Among the following entries, say how many lines contain the word "forest"; the answer is a number and nothing else.

◆ Input for this task ◆
--------------------------------

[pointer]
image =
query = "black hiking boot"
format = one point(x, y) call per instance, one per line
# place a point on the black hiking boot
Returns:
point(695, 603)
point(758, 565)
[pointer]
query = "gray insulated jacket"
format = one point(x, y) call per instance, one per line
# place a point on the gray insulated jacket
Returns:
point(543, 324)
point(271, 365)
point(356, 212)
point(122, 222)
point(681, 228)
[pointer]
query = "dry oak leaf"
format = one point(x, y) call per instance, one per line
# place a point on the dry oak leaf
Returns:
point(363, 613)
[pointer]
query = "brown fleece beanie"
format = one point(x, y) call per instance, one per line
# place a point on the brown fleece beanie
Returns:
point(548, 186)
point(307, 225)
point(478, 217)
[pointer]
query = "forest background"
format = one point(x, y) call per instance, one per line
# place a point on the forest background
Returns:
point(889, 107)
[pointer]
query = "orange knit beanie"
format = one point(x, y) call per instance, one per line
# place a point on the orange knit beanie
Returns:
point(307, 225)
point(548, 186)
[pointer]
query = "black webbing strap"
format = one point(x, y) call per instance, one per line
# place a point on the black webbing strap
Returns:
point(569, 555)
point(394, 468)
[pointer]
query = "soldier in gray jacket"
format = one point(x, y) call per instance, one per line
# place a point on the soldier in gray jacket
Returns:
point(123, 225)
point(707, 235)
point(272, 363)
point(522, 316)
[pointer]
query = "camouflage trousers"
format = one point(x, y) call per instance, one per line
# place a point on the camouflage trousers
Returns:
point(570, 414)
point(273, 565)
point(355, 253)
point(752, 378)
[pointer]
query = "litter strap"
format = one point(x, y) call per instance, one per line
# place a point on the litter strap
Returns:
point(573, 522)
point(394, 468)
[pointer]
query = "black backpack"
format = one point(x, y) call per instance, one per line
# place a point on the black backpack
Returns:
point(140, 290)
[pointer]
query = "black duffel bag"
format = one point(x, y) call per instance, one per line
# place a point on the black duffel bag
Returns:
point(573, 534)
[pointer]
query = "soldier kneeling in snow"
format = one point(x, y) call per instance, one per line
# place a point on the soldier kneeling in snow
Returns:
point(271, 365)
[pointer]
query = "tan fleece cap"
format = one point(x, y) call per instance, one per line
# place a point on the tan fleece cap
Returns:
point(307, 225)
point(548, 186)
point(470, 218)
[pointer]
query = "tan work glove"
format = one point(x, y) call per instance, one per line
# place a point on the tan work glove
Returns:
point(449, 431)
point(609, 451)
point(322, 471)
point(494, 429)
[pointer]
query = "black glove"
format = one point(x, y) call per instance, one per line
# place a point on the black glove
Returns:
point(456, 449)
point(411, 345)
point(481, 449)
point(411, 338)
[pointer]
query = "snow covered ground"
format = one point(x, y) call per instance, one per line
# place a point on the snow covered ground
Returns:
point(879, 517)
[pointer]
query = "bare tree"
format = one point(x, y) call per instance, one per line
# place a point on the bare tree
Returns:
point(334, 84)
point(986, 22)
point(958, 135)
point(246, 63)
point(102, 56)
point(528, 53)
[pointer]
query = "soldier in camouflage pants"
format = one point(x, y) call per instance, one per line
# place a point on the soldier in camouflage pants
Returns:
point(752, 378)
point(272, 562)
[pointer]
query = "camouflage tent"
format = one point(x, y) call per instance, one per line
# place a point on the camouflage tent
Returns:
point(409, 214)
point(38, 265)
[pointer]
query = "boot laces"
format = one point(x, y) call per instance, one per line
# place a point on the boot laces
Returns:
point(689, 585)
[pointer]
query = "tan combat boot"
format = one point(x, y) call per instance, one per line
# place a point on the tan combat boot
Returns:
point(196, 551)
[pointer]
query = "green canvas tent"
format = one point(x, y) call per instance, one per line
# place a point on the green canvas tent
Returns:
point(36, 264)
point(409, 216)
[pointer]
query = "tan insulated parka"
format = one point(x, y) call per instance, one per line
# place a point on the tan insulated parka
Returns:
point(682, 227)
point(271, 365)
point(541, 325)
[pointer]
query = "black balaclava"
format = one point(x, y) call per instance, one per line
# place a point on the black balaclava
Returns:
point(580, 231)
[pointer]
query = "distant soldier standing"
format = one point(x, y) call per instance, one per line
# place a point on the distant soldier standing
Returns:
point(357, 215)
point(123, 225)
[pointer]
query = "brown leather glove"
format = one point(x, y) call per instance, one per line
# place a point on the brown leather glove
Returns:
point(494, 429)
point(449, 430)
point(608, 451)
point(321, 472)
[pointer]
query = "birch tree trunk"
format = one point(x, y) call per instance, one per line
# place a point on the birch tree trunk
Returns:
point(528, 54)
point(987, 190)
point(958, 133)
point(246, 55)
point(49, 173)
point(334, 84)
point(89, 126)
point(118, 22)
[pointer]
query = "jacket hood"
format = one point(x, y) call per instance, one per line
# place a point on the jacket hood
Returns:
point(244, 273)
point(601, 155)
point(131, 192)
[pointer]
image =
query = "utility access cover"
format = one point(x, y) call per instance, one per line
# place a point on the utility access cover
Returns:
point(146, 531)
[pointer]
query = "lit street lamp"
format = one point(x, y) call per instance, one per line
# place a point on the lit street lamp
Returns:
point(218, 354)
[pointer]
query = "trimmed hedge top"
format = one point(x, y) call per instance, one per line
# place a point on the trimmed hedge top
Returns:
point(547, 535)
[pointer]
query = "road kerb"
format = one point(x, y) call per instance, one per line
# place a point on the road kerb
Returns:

--------------------------------

◆ Problem solution ◆
2